(EXERCISE REQUIREMENTS)
Would you output all of the entries below word for word, leaving out the pictures?

── DATASET ROWS

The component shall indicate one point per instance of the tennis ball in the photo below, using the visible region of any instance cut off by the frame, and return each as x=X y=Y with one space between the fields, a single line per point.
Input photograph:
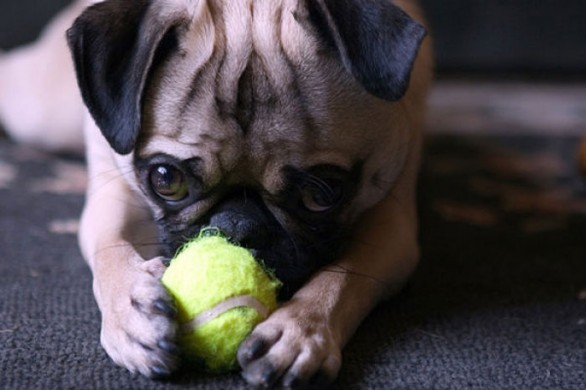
x=221 y=293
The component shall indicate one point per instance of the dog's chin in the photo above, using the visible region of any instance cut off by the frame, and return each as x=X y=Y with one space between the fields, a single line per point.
x=293 y=255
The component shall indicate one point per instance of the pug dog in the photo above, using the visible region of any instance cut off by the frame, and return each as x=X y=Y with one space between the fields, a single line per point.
x=293 y=126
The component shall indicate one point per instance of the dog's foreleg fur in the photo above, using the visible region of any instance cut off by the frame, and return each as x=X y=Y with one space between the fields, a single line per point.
x=119 y=243
x=39 y=99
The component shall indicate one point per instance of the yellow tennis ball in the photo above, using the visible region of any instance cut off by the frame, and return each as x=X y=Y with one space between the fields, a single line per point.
x=221 y=293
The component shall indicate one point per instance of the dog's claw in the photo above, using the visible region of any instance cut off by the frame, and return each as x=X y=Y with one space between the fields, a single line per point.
x=160 y=372
x=285 y=352
x=168 y=347
x=165 y=307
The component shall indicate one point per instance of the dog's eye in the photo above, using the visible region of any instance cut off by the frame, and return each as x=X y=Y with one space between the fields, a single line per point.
x=319 y=196
x=168 y=182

────

(TASK ANSWER)
The component shall indicate one point per instance of the tennis ball in the photo below, using the visible region of any instance cut off by the frame, and return each as x=X y=Y with one space between the fields, a single line per point.
Input photograph:
x=221 y=293
The component shall indicate one point per instance of the dog's chin in the photo above, using the visible region of any instance cut off by the frame, and return each as x=X y=Y with one space between the fields, a single line per point.
x=293 y=255
The component shall indicate one point per instance of the pug dog in the photo above, using the visible region of any instance cut off by the frame, and return each as x=X y=Y with one space between the fields, a single line per point.
x=293 y=126
The component shall indicate one point per instance of the dog's foreleg fur in the photo above, using the visible region of any instance cut off by the frame, and return each as x=X y=Y with one space between the fields, a single line per point.
x=119 y=243
x=39 y=99
The component shall indicate one point per instance of the yellow tennis ball in the photo above, using the visible region of any instance cut off by the frame, and return each as x=X y=Y with one space between the fields, a single line per point.
x=221 y=293
The component shall indicate one point per instance of the dog's claw in the photo above, using the visible region of any instance cut off by the frame, and return each as x=X y=Y with one space between the fields, a single line per point.
x=160 y=372
x=285 y=352
x=168 y=347
x=165 y=307
The component shall indicate one point per instance of the dog's eye in the photo above, using the visible region of any instance cut off by the frame, and return each as x=X y=Y with one space between the fields, a single line per point.
x=319 y=196
x=168 y=182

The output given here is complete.